SELECTED EXTRACT:
You could construct a scBOND model as following:

bond.construct_model(chrom_list)

scBOND need a list of peaks count for each chromosome, remember to sort peaks with chromosomes.

Parameters	Description
chrom_list	a list of peaks count for each chromosome, remember to sort peaks with chromosomes.
logging_path	optional, the path for output model structure logging, if not save, set it None, default None.

scBOND model could be easily trained as following:

bond.train_model()

Parameters	Description
output_path	optional, path for model check point, if None, using './model' as path, default None.
load_model	optional, the path for load pretrained model, if not load, set it None, default None.
logging_path	optional, the path for output training logging, if not save, set it None, default None.

scBOND also support to refine the model structure and training process using other parameters for bond.construct_model() and bond.train_model() .

other parameters for model construction

Parameter	Description
`R_encoder_nlayer`	Layer counts of RNA encoder, default 2
`M_encoder_nlayer`	Layer counts of methylation data encoder, default 2
`R_decoder_nlayer`	Layer counts of RNA decoder, default 2
`M_decoder_nlayer`	Layer counts of methylation data decoder, default 2
`R_encoder_dim_list`	Dimension list of RNA encoder, length equal to R_encoder_nlayer, default [256, 128]
`M_encoder_dim_list`	Dimension list of methylation data encoder, length equal to M_encoder_nlayer, default [32, 128]
`R_decoder_dim_list`	Dimension list of RNA decoder, length equal to R_decoder_nlayer, default [128, 256]
`M_decoder_dim_list`	Dimension list of methylation data decoder, length equal to M_decoder_nlayer, default [128, 32]
`R_encoder_act_list`	Activation list of RNA encoder, length equal to R_encoder_nlayer, default [nn.LeakyReLU(), nn.LeakyReLU()]
`M_encoder_act_list`	Activation list of methylation data encoder, length equal to M_encoder_nlayer, default [nn.LeakyReLU(), nn.LeakyReLU()]
`R_decoder_act_list`	Activation list of RNA decoder, length equal to R_decoder_nlayer, default [nn.LeakyReLU(), nn.LeakyReLU()]
`M_decoder_act_list`	Activation list of methylation data decoder, length equal to M_decoder_nlayer, default [nn.LeakyReLU(), nn.Sigmoid()]
`translator_embed_dim`	Dimension of embedding space for translator, default 128
`translator_input_dim_r`	Dimension of input from RNA encoder for translator, default 128
`translator_input_dim_m`	Dimension of input from methylation data encoder for translator, default 128
`translator_embed_act_list`	Activation list for translator, involving [mean_activation, log_var_activation, decoder_activation], default [nn.LeakyReLU(), nn.LeakyReLU(), nn.LeakyReLU()]
`discriminator_nlayer`	Layer counts of discriminator, default 1
`discriminator_dim_list_R`	Dimension list of discriminator for RNA, length equal to discriminator_nlayer, default [128]
`discriminator_dim_list_M`	Dimension list of discriminator for methylation data, length equal to discriminator_nlayer, default [128]
`discriminator_act_list`	Activation list of discriminator, length equal to discriminator_nlayer, default [nn.Sigmoid()]
`dropout_rate`	Rate of dropout for network, default 0.1
`R_noise_rate`	Rate of setting part of RNA input data to 0, default 0.5
`M_noise_rate`	Rate of setting part of methylation data input to 0, default 0.3
`num_experts`	Number of experts for translator, default 6
`num_experts_single`	Number of experts for single translator, default 6
`num_heads`	Number of parallel attention heads, default 8
`attn_drop`	Dropout probability applied to attention weights, default 0.1
`proj_drop`	Dropout probability applied to the output projection, default 0.1

other parameters for model training

Parameter	Description
`R_encoder_lr`	Learning rate of RNA encoder, default 0.001
`M_encoder_lr`	Learning rate of methylation data encoder, default 0.001
`R_decoder_lr`	Learning rate of RNA decoder, default 0.001
`M_decoder_lr`	Learning rate of methylation data decoder, default 0.001
`R_translator_lr`	Learning rate of RNA pretrain translator, default 0.0001
`M_translator_lr`	Learning rate of methylation data pretrain translator, default 0.0001
`translator_lr`	Learning rate of translator, default 0.0001
`discriminator_lr`	Learning rate of discriminator, default 0.005
`R2R_pretrain_epoch`	Max epoch for pretrain RNA autoencoder, default 100
`M2M_pretrain_epoch`	Max epoch for pretrain methylation data autoencoder, default 100
`lock_encoder_and_decoder`	Lock the pretrained encoder and decoder or not, default False
`translator_epoch`	Max epoch for train translator, default 200
`patience`	Patience for loss on validation, default 50
`batch_size`	Batch size for training and validation, default 64
`r_loss`	Loss function for RNA reconstruction, default nn.MSELoss(size_average=True)

DATA:
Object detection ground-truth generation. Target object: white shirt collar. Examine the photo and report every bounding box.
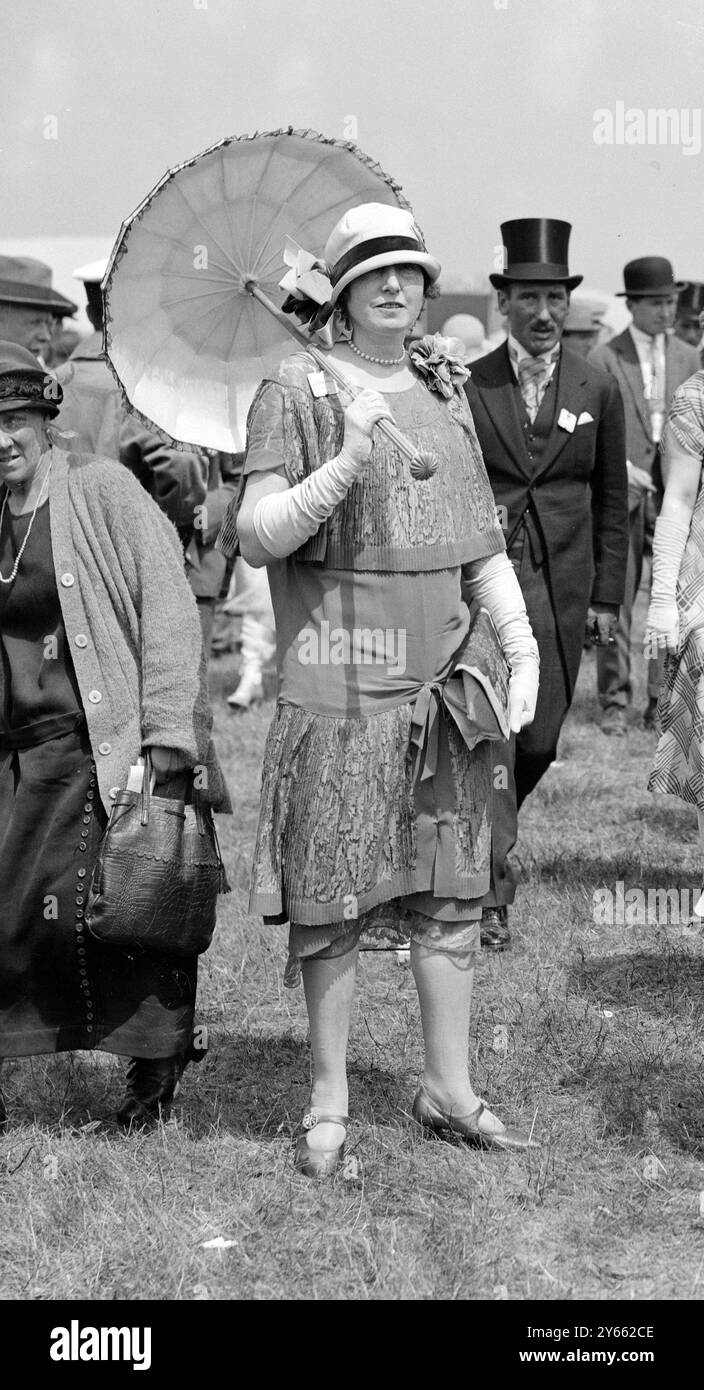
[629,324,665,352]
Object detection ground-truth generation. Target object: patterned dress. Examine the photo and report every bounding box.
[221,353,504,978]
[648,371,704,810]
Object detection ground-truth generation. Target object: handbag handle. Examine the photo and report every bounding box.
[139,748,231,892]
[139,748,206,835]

...

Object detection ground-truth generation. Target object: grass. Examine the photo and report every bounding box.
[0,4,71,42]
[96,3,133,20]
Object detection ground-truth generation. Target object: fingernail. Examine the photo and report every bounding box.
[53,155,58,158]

---

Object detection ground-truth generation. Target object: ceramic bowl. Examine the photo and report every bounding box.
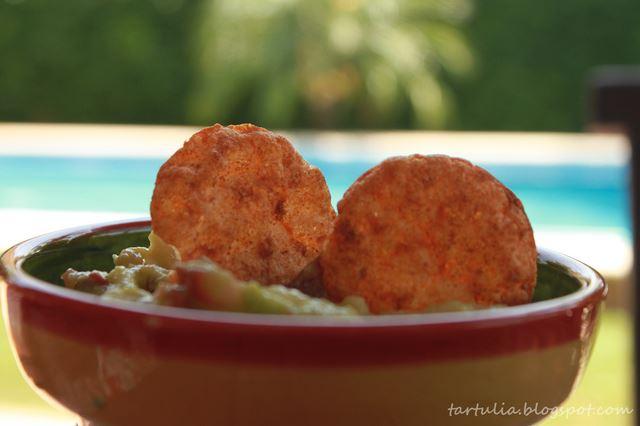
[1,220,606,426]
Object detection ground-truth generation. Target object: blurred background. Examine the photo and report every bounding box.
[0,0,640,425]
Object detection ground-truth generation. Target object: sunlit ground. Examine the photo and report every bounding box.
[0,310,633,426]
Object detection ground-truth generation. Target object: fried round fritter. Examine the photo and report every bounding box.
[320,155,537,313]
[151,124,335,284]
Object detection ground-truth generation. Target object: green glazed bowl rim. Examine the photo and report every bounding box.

WHAT YOU SHOULD DO:
Answer these questions from the scBOND parameter reference.
1. If output_path is None, what path does bond.train_model() use for the model checkpoint?
2. What is the default number of parallel attention heads?
3. What is the default batch size for training and validation?

RESPONSE:
1. './model'
2. 8
3. 64